Stored data entries:
· · ·

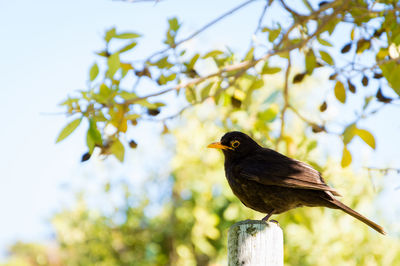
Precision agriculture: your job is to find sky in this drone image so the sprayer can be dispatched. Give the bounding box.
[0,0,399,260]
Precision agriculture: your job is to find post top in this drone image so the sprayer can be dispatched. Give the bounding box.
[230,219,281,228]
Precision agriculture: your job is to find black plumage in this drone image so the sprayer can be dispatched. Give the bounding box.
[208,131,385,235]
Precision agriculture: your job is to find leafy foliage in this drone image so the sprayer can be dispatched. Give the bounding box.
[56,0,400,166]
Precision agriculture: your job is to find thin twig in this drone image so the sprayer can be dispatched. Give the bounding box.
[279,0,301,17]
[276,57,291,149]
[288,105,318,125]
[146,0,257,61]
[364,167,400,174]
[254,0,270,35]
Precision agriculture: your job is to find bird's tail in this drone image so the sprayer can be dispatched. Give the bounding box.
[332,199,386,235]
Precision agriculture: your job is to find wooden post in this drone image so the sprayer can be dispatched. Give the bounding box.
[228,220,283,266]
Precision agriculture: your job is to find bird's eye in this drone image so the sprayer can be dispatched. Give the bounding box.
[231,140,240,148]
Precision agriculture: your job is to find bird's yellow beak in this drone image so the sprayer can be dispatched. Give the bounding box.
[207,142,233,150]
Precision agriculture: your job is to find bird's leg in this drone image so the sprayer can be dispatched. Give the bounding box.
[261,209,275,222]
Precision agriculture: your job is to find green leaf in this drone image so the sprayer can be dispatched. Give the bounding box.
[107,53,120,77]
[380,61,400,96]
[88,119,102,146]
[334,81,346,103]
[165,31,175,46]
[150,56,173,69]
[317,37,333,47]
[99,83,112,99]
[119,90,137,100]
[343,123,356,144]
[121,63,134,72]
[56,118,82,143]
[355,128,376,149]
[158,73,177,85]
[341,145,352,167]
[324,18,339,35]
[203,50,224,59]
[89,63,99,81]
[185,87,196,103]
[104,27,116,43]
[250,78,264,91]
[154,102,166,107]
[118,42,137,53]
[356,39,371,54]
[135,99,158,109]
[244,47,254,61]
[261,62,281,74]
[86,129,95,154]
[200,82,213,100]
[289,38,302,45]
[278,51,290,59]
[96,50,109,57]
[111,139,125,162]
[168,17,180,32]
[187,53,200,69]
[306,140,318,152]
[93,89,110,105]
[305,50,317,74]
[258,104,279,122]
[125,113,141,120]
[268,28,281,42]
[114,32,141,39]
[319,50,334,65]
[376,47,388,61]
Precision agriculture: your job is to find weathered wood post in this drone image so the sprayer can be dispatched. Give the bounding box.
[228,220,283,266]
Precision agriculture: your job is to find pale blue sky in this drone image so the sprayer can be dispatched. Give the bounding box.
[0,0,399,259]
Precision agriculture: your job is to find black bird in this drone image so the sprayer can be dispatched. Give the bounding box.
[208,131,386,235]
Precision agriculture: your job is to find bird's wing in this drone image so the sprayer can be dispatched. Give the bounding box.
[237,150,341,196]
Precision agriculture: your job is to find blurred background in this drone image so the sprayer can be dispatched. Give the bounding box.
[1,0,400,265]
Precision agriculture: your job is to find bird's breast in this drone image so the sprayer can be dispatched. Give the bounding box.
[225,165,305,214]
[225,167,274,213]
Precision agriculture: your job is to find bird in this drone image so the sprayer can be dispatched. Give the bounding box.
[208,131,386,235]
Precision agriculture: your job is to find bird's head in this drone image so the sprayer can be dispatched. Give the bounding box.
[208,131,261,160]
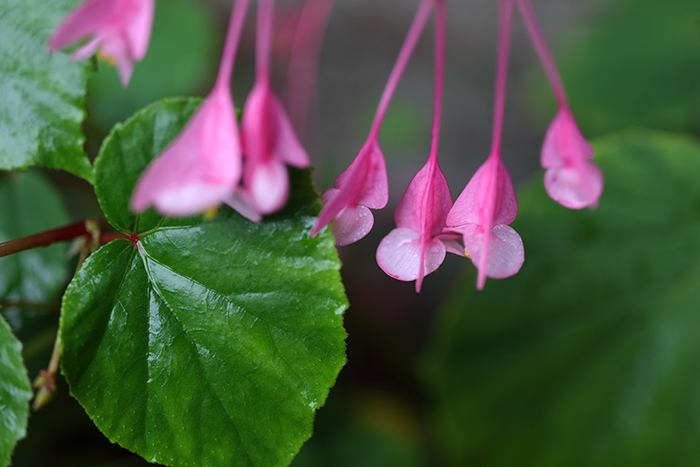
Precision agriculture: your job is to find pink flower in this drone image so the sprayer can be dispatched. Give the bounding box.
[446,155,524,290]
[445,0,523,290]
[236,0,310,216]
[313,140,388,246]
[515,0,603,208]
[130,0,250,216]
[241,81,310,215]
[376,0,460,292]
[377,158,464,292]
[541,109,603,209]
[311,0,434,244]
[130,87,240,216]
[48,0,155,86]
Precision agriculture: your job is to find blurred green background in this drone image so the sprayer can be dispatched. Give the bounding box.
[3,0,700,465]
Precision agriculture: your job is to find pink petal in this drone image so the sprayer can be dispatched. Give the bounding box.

· · ·

### Problem
Reproduce the data above in full, exactly as it is, with the pictures left out.

### Result of the exercise
Precision agriculture: your job is to find sky in this drone image so the sprayer can be dispatched. Give the bounding box.
[0,0,399,260]
Precision agriculture: your job is to find post top in this drone image so the sprayer can be dispatched. Give the bounding box.
[230,219,281,228]
Precision agriculture: your job is to find black plumage in this drone image so the sprayer can be dispatched. Give the bounding box.
[208,131,385,235]
Precision agriculture: your job is to find leafy foliage in this drone image so the sprayer can be dispatched. Give the bounding box.
[56,0,400,166]
Precision agriculture: your job is to find thin twig in this drone image so the sprayer can be dispatched. Give the bounding box.
[279,0,301,17]
[276,57,291,149]
[288,105,318,125]
[146,0,257,61]
[364,167,400,174]
[254,0,270,35]
Precision agriculture: your job is to find bird's tail in this drone image so the sprayer can be dispatched. Give the bounding box.
[332,199,386,235]
Precision agriculture: your job is to find wooden post in this drone image so the sprayer can be dispatched. Give the bounding box.
[228,220,283,266]
Precision agriculture: your job is to find bird's eye in this drone image so the sprayer can be dispatched. Give the bounding box.
[231,140,240,148]
Precision agriculture: your job is to find bird's yellow beak in this drone image so the sprayer can be dispatched. Give the bounding box.
[207,142,233,150]
Precision agriculture: your job is to find bird's leg in this drone image so the sprayer can be dispatched. Give the bounding box.
[261,209,275,222]
Precision agriculture: your job is to find green leaf in this drone image so the sprayer can be dispatched. Give the bounding box.
[107,53,120,77]
[380,61,400,96]
[88,119,102,146]
[334,81,346,103]
[165,31,175,46]
[150,56,173,69]
[317,37,333,47]
[99,83,112,99]
[119,90,137,100]
[343,123,356,144]
[121,63,134,72]
[56,118,82,143]
[355,128,376,149]
[158,73,177,85]
[341,145,352,167]
[324,18,339,35]
[203,50,224,59]
[89,63,99,81]
[185,87,196,103]
[104,27,116,43]
[250,78,264,91]
[154,102,166,107]
[118,42,137,53]
[356,39,371,54]
[135,99,158,109]
[244,47,254,61]
[261,62,281,74]
[86,129,95,154]
[200,82,213,100]
[289,38,302,45]
[278,51,290,59]
[96,50,109,57]
[111,139,125,162]
[168,17,180,32]
[187,53,200,69]
[306,140,318,152]
[93,89,110,105]
[305,50,317,74]
[258,104,279,122]
[125,113,141,120]
[268,28,281,42]
[114,32,141,39]
[319,50,334,65]
[376,47,388,61]
Precision agriculture: your job is to find weathered wood post in this drone image so the sprayer can be dispatched. Give the bounding box.
[228,220,283,266]
Precision agriculture: your job is to find pale blue sky in this drone image so the sprayer can be dispatched. Give the bounding box.
[0,0,399,259]
Precision agriculture: your job is to find black bird in this drone image so the sprayer can be dispatched. Give the bounding box.
[208,131,386,235]
Precision agriculture: your job is to find bird's wing in this drone image so the sprayer can be dispatched. Give the bounding box.
[237,150,341,196]
Precision agriculture: your job is to find blurred background in this drone image so the sprayer can be dispatched. Give the bounding box.
[1,0,400,265]
Precision agriculture: your job is to find bird's breast in this drone image so the sprayer can be dispatched. Give the bounding box.
[225,165,305,214]
[225,167,274,213]
Precision agriculture: your job is to find bird in this drone image so the sprayer can be dispatched. Give the bounding box.
[208,131,386,235]
Precision agriculture: your job is to find bird's head in this drone image so the sprayer can be dispatched. Give the bounding box.
[208,131,261,160]
Precision agriculture: your job is to find pink flower in this drone image so the sprayer can be dispatched. Give the bounding box.
[446,155,524,290]
[445,0,523,290]
[236,0,310,216]
[313,140,388,246]
[515,0,603,208]
[130,0,250,216]
[241,81,310,215]
[376,0,460,292]
[377,158,464,292]
[541,109,603,209]
[311,0,434,244]
[130,87,240,216]
[48,0,155,86]
Precision agriculture: your job is to find blurred green background in this drone image so the sprayer can be dispatched. Give the bounding box.
[3,0,700,465]
Precision agriculture: your job is to find pink petal in this drone image so the sprayer can be dispatched. Give the bounding box.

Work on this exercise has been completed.